Il diario dell’ufficiale di Castagnole Lanze che riportò a casa i suoi alpini attraversando l’intera Jugoslavia
Sentii parlare di “Maggiorino” da un amico montaldese di mio padre.
Avevo poco più di sette anni e per me la guerra era quella dei fumetti dell’Intrepido e della Collana eroica. Mio padre Giovanni amava rievocare, in risposta alla mia curiosità, le sue vicende in Grecia e Montenegro.
Qualche volta accennava, laconicamente, ai due anni di prigionia: «rape, ancora rape, e dissenteria, e 40 chili di peso per un uomo di uno e ottanta di altezza».
Quella volta Renato (detto “l’ Muc” il monco, per via di una ferita da caccia che non gli impediva di essere uno dei migliori operai tuttofare di Montaldo Scarampi: vigna, bosco, muratura) raccontò qualcosa accanto al focolare e mi colpirono un paio di frasi:
«Maggiorino nel pericolo non ti portava mai se non era per lui saremmo tutti morti in Bosnia».
Ho ritrovato, per una di quelle coincidenze del destino, il “Maggiorino” nel libro I duecento della Taurinense, prestatomi dalla mia amica Rita Anfosso, e ho scoperto che non si trattava di un cognome, ma del nome proprio del colonello Anfosso, di cui Rita è nipote, comandante in quello scorcio di Seconda Guerra Mondiale del 3° reggimento Alpini.
Il testo narra una storia eroica e umanissima, frutto di un dettagliato diario (scritto al plurale, credo per desiderio di massima condivisione con i suoi) che testimonia vicende
drammatiche, confuse, contraddittorie vissute da un reparto italiano di stanza in Jugoslavia.
Il colonnello lasciò, come ricorda Edoardo Verrua curatore del volume, all’unica figlia Luciana il testo dattilografato, “in duplice copia carta carbone”. Su di esso Verrua ha lavorato ribattendolo al computer anche per interpretare e rendere leggibili i caratteri serbocroati utilizzati nei nomi di località.

ISTRUZIONI DI LAVORO:
- A) Rispondi a queste domande sul testo di studio:
(i) Chi prestò il libro I duecento della Taurinense?
(ii) Quale reggimento comandava il colonnello Anfosso?
(iii) A chi lasciò il colonnello il testo dattilografato?
- B) Trascrivi dal testo di studio il passo che comincia con le parole "Il testo narra" e si chiude dopo le parole "stanza in Jugoslavia.".
Rispondi basandoti unicamente sul testo di studio.

MATERIALE FORNITO:
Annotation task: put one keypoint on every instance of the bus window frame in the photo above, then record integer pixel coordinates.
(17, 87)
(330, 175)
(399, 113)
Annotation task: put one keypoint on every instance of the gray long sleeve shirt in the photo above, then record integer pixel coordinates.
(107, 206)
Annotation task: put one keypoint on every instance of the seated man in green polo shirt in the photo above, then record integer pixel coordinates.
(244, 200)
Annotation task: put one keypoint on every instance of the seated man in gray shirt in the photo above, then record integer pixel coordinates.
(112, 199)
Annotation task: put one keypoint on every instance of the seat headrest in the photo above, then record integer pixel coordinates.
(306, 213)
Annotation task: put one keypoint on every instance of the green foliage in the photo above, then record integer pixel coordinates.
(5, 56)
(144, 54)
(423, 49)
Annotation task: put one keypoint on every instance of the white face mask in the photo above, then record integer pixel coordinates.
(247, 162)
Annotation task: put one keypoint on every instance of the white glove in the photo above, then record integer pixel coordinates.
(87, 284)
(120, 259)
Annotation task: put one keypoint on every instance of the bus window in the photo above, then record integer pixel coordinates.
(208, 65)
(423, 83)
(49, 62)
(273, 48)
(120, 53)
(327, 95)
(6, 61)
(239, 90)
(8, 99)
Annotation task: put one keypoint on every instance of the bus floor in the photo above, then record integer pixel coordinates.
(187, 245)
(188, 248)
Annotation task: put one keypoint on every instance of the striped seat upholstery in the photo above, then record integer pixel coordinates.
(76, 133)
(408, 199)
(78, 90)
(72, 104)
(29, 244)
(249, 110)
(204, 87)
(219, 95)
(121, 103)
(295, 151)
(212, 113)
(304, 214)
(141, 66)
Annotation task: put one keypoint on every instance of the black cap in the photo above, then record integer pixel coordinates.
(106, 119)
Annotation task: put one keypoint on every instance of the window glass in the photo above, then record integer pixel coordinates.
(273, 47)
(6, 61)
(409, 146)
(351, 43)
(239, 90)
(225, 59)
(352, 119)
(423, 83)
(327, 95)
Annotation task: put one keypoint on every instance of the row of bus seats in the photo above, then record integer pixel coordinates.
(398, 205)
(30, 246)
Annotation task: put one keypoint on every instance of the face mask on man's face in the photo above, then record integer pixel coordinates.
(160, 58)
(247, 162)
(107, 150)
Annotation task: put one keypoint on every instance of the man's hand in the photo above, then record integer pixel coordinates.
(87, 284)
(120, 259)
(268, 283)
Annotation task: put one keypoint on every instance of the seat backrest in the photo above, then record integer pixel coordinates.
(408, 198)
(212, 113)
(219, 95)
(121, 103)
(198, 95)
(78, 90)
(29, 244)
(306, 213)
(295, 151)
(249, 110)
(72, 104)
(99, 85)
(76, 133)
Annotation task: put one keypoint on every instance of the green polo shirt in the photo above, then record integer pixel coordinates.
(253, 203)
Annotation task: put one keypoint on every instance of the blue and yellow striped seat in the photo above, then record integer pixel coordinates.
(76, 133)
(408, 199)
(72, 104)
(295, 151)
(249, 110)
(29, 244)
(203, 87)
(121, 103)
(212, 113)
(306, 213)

RISPOSTE AI COMPITI:
- A)
(i) Rita Anfosso.
(ii) Il 3° reggimento Alpini.
(iii) All'unica figlia, Luciana.

- B)
Il testo narra una storia eroica e umanissima, frutto di un dettagliato diario (scritto al plurale, credo per desiderio di massima condivisione con i suoi) che testimonia vicende
drammatiche, confuse, contraddittorie vissute da un reparto italiano di stanza in Jugoslavia.